═══ EXTRACT PROVIDED ═══
But I have an ulterior motive, too. I want to know what his life is like. Sprocket is a unicorn among PCT hikers. Most of us will return to our lives at some point, whether by choice or by necessity. Sprocket, if he is to be believed, hasn’t left the trail in years. He relishes his lack of attachments, indulges every whim, and lives a happy life well below the poverty line. The whole of his PCT budget is $2,000. He appears to me to be living proof that happiness can be obtained by a shift in perspective.

You see, recently, I was starting to wonder if I wanted to be this person. All the signs were there. As a kid, I fantasized about running away from home. I even packed a suitcase once or twice but never made it farther than the corner. In grade school we read the Hatchet and I become fascinated with the idea of living alone in the woods. In high school, I idolized authors like Jack Kerouac, Ken Kesey, and Edward Abbey. By the time I graduated from college, I developed an unhealthy obsession with hobos and boxcar hopping, and during my first years living in New York City, I nearly blew up my apartment trying to build a moonshining still from scraps of copper pipe and an old keg.

But this part of me, whatever it was exactly, never found full expression. I secretly feared it would overtake all others, and throw my life into chaos. Who might I become if I stopped thinking about what was expected of me? I’d end up a drifter, riding from state to state on a beat-up motorcycle, working odd jobs. A life of sex with strangers and perpetual loneliness. Most horrifically, I’d probably take a liking to country music. It was, as Jung puts it, part of my shadow.

So despite these flirtations with living as an outcast, I did my best to repress this aspect of my personality. I pursued a career. I tried to stay in one place as long as possible. I attended professional development events and wasted hours listening to podcasts about becoming a better employee. I prioritized stability and safety.

But where had that gotten me? Suppressing these impulses hadn’t made me happy either. The world was still a chaotic mess. I never felt in control. And my day to day was soulless. Work stripped me of my creativity. Had becoming a responsible adult been a mistake?
═══ RECORDS PROVIDED ═══
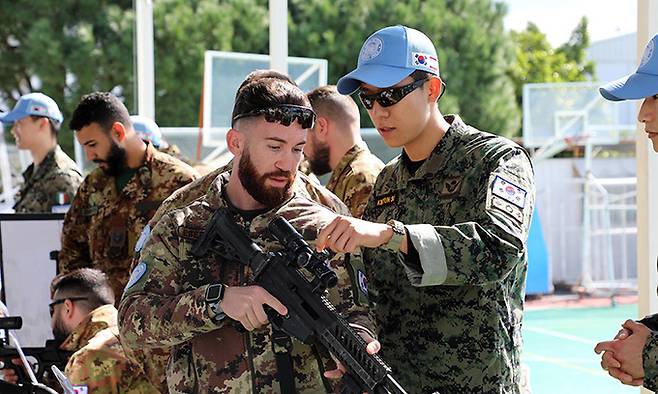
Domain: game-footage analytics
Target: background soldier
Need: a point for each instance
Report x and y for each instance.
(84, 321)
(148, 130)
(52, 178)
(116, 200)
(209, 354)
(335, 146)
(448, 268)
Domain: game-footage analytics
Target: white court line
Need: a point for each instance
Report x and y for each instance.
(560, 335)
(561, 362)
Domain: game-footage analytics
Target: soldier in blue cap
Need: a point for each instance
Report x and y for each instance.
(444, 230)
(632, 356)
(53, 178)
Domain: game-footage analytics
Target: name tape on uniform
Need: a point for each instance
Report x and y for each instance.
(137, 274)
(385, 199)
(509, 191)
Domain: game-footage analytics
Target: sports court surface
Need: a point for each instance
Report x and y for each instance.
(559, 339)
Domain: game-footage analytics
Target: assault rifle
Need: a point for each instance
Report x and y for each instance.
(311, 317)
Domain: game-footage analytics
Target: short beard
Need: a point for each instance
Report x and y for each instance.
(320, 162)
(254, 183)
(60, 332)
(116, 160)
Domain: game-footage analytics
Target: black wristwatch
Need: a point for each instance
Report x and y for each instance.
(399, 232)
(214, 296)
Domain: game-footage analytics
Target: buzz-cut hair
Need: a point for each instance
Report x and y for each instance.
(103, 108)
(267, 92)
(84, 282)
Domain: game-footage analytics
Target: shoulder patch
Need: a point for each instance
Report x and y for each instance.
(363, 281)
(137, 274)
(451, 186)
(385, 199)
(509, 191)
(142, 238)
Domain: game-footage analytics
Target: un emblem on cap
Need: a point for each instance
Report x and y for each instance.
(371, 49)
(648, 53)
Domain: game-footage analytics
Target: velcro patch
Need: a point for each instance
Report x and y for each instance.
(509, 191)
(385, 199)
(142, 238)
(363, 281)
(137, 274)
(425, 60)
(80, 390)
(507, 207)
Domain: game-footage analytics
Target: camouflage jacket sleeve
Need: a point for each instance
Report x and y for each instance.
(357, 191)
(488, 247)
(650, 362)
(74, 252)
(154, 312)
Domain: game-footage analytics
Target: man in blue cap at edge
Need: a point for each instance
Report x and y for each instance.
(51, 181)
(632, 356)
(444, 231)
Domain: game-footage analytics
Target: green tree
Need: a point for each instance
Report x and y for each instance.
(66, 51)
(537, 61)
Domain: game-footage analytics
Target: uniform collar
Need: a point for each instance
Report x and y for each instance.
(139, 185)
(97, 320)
═══
> _EXERCISE REQUIREMENTS_:
[1] From the Sprocket essay, copy word for word the part that begins with the words containing "But where had" and ends with "been a mistake?".
[2] According to the Sprocket essay, how much is Sprocket's entire PCT budget?
[3] Continue the Sprocket essay from its final sentence.

> _ANSWERS TO THE PROBLEMS_:
[1]
But where had that gotten me? Suppressing these impulses hadn’t made me happy either. The world was still a chaotic mess. I never felt in control. And my day to day was soulless. Work stripped me of my creativity. Had becoming a responsible adult been a mistake?

[2] $2,000.

[3]
Knowing better hadn’t stopped me from romanticizing the open road. So I set out here, not knowing what would change, but only knowing that I had to change, and trusting that whatever the other side looked like it had to be an improvement. And for the longest time, I thought there would only be two answers to this dilemma: repress or let free. I thought the PCT would help me figure out which it should be. I would either get it out of my system or fall so deeply in love with the wilderness that it would provide me with enough bravery to forsake the things I was still holding on to.

Looking at Sprocket, like a vision from the future, seeing a version of myself that I thought maybe I wanted, I realize that I don’t want to be him. It’s not that there aren’t things to admire about him. To me, he is living proof that real happiness can be obtained with a shift in perspective. And certainly, some part of me is this person, but a lot of me isn’t. I like gardening. I like to build things. I like tinkering in the garage and long hours of study in front of a technical or scientific book. These are all pursuits that require me to stay put for a time.

Two hundred miles in, I feel like I found a third answer to my dilemma: balance. I am both drifter and homeowner, family man and hermit. Do I contradict myself? Very well, then I contradict myself, I am large, I contain multitudes.

Sprocket unplugs his spare battery from the outlet and heads off.

I know that the mountains are a place I can return to when I need quiet, and solitude, space for me to think, and a reminder that I am not at the center of the universe. But I don’t need to live here full time. I grab a tallboy from the gas station and head out to make camp among the Mormon Rocks, relishing the privilege of remaining a delinquent just a bit longer.